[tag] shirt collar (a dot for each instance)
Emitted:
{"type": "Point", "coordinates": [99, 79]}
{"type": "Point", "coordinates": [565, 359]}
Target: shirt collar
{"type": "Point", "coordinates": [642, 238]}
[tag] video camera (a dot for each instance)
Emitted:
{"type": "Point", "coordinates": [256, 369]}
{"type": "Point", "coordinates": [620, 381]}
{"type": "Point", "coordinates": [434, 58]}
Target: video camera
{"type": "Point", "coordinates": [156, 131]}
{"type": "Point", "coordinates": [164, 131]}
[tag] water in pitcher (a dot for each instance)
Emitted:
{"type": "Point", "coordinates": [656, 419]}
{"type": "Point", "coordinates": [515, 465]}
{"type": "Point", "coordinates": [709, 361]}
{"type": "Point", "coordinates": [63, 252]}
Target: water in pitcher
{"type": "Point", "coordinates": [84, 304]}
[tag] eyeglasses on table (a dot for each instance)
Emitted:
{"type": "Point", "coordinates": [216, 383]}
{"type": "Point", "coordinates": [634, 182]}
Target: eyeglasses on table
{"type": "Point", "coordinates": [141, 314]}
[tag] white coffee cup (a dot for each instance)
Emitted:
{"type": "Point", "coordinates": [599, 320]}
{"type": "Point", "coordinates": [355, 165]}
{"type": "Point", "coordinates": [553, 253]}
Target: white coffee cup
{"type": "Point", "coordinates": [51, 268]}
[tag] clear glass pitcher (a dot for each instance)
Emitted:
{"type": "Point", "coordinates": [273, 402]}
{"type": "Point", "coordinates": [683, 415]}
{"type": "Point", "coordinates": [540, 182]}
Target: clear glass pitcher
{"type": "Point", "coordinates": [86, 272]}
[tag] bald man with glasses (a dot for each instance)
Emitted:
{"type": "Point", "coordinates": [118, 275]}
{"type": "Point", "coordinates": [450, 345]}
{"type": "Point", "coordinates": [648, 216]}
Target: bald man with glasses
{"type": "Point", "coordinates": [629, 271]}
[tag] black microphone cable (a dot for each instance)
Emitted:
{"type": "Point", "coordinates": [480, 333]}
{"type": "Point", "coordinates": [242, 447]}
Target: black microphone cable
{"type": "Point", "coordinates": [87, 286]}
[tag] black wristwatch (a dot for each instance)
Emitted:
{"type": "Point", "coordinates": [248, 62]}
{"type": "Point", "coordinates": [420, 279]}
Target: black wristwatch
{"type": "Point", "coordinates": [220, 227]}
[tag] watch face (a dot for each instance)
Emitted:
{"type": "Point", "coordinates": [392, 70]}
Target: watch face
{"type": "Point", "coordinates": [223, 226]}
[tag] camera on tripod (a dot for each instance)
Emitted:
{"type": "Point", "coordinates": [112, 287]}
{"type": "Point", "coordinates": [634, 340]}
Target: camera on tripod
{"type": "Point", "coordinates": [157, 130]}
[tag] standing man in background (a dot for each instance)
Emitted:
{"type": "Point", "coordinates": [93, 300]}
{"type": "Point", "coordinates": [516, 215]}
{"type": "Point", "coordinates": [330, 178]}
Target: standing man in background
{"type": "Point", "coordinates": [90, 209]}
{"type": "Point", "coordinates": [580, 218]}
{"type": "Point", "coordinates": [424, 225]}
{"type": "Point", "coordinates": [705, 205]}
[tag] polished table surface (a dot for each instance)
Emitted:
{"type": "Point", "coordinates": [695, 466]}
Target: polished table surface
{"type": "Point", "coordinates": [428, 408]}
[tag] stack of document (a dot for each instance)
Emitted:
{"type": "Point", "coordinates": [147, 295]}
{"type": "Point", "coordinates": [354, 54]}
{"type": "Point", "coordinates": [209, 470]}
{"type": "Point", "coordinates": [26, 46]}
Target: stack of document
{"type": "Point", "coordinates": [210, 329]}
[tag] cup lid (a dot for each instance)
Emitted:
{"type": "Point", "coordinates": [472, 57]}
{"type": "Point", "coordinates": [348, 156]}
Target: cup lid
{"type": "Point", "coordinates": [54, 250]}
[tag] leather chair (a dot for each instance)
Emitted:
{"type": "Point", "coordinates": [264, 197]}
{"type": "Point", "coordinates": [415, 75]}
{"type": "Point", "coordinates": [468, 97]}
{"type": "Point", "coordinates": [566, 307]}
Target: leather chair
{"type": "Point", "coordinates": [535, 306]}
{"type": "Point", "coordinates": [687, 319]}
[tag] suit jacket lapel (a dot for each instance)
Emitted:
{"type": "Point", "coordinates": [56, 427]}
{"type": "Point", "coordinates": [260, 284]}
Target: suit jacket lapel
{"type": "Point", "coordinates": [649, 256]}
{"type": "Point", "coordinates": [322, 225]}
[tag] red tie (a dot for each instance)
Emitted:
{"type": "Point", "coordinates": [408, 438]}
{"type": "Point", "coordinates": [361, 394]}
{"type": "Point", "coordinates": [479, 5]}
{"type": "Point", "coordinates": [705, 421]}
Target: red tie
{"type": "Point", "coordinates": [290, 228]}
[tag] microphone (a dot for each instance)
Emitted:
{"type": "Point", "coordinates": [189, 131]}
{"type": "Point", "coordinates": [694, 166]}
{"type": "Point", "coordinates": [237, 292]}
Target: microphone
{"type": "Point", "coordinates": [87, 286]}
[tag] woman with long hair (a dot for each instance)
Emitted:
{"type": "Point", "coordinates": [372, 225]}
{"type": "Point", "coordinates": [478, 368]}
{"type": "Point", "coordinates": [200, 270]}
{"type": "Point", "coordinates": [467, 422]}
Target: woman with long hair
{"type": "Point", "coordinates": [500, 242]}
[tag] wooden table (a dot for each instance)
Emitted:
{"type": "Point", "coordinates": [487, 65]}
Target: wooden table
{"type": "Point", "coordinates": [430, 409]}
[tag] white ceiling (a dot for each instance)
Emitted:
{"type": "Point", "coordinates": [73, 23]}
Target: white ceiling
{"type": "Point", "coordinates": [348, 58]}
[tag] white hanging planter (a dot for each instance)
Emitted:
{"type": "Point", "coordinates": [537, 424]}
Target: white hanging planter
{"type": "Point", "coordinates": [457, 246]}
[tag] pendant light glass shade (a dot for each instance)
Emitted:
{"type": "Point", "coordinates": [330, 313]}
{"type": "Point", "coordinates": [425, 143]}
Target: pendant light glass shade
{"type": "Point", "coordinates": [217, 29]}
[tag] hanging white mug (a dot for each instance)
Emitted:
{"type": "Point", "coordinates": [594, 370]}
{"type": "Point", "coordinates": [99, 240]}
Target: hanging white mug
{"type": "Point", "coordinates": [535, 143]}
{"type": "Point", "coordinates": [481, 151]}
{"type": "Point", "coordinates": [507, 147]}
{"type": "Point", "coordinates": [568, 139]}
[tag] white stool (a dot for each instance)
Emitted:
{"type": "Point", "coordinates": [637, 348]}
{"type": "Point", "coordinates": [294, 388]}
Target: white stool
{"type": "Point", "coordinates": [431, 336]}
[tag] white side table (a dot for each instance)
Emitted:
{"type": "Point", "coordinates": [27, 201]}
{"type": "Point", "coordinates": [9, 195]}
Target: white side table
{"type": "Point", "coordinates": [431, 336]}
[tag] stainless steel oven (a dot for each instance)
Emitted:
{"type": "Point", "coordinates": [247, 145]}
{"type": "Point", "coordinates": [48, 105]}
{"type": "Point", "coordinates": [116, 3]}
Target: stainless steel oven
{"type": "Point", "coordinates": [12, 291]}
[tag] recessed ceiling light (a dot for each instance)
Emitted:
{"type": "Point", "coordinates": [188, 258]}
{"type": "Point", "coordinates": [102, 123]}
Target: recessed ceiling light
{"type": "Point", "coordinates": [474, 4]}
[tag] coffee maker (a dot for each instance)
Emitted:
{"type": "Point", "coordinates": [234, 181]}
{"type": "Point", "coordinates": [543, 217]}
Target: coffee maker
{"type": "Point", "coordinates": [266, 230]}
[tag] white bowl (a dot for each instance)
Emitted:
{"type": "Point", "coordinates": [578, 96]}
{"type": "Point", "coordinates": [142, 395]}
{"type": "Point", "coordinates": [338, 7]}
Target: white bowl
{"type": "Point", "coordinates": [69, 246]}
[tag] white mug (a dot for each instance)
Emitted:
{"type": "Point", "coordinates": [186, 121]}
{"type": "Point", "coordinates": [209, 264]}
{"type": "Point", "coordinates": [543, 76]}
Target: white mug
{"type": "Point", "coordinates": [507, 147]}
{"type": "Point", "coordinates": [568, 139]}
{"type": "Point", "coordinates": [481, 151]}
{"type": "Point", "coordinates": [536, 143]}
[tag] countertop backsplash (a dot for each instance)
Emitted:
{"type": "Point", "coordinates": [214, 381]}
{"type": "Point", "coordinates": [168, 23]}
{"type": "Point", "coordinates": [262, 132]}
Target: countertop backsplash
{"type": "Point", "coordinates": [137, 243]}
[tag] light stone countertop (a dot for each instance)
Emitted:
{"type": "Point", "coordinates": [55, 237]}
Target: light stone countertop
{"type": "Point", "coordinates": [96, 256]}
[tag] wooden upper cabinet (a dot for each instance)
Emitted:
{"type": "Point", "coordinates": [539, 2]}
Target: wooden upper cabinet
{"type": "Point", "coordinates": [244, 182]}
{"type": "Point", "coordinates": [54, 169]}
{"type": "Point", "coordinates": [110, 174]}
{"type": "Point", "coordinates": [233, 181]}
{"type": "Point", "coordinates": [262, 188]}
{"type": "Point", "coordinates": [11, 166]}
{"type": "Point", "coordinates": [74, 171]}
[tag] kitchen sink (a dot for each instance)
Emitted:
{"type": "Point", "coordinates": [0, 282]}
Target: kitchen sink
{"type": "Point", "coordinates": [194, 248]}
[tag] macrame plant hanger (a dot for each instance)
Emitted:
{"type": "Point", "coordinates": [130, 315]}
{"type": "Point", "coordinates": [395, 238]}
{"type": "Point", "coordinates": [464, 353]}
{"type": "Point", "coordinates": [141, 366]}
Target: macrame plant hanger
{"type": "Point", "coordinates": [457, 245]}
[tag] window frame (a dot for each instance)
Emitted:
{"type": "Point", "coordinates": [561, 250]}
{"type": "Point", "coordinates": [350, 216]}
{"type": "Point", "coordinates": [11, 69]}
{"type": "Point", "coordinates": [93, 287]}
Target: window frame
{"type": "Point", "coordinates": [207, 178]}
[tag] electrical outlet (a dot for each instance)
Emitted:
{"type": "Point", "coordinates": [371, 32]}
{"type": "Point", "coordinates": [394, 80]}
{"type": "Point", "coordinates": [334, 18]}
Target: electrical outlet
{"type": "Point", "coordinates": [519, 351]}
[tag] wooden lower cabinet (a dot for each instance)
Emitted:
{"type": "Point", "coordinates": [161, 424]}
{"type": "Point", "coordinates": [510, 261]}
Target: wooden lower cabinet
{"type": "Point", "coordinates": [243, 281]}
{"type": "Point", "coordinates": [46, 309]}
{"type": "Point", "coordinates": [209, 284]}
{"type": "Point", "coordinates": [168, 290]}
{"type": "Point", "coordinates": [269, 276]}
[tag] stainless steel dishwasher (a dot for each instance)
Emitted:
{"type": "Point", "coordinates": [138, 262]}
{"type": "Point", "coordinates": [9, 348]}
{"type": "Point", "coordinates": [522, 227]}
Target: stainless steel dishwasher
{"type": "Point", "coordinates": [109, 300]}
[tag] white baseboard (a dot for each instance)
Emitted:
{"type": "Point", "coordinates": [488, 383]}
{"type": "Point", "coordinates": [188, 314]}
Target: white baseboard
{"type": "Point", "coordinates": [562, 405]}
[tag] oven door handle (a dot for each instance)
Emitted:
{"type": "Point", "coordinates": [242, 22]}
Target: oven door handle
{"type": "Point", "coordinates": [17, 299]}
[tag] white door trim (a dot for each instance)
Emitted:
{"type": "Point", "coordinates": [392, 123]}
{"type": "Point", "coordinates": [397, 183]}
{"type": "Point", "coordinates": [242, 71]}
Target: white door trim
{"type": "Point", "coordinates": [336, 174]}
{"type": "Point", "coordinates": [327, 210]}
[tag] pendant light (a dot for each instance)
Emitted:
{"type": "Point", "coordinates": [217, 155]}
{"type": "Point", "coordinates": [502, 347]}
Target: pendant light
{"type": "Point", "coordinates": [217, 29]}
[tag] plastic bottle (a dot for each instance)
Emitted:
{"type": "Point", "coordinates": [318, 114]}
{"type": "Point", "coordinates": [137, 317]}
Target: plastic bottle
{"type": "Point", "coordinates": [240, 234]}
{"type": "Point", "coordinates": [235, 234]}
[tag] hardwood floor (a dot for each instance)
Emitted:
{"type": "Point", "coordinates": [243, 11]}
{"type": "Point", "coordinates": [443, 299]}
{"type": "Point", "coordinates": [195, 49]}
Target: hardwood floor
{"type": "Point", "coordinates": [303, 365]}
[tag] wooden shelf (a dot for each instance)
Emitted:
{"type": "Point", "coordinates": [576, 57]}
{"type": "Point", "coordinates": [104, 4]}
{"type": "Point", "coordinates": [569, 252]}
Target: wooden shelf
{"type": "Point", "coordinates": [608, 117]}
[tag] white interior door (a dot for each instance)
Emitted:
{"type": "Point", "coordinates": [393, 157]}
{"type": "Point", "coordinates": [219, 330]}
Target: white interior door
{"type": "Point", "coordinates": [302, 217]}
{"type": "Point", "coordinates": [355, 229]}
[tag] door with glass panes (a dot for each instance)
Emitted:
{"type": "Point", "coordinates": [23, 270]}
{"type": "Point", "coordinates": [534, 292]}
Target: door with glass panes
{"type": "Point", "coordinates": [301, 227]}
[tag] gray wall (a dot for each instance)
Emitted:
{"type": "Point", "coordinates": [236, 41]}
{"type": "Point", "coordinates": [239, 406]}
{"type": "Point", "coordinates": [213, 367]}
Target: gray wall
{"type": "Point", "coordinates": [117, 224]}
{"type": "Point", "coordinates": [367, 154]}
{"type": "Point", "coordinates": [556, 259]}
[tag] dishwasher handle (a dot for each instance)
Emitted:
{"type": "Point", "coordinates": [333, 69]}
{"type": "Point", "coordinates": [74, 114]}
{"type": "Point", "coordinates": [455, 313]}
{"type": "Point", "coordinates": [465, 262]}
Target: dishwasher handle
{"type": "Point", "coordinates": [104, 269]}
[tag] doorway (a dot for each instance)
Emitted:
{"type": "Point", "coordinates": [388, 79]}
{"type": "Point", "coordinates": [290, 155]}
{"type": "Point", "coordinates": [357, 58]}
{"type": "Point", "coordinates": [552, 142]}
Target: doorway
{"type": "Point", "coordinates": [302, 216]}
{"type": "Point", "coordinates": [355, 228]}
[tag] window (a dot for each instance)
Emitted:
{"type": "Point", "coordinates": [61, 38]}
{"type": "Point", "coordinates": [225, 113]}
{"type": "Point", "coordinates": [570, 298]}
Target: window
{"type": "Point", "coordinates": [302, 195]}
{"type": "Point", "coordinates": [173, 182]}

____

THE TASK — The reply should hold only the lines of the listing above starting at the line containing "Target: white door trim" and ending at the line containing "[tag] white interior", exactly as written.

TASK OUTPUT —
Target: white door trim
{"type": "Point", "coordinates": [336, 174]}
{"type": "Point", "coordinates": [327, 210]}
[tag] pendant light (a dot for each instance)
Emitted:
{"type": "Point", "coordinates": [217, 155]}
{"type": "Point", "coordinates": [502, 347]}
Target: pendant light
{"type": "Point", "coordinates": [217, 29]}
[tag] plastic bottle (a dot for each instance)
Emitted:
{"type": "Point", "coordinates": [318, 114]}
{"type": "Point", "coordinates": [137, 317]}
Target: plastic bottle
{"type": "Point", "coordinates": [240, 234]}
{"type": "Point", "coordinates": [235, 234]}
[tag] hardwood floor (a dot for each instance)
Emitted:
{"type": "Point", "coordinates": [243, 11]}
{"type": "Point", "coordinates": [443, 299]}
{"type": "Point", "coordinates": [195, 49]}
Target: hardwood floor
{"type": "Point", "coordinates": [303, 365]}
[tag] wooden shelf (a dot for each instance)
Emitted:
{"type": "Point", "coordinates": [576, 57]}
{"type": "Point", "coordinates": [104, 4]}
{"type": "Point", "coordinates": [569, 252]}
Target: wooden shelf
{"type": "Point", "coordinates": [608, 117]}
[tag] white interior door (a dot for each instance)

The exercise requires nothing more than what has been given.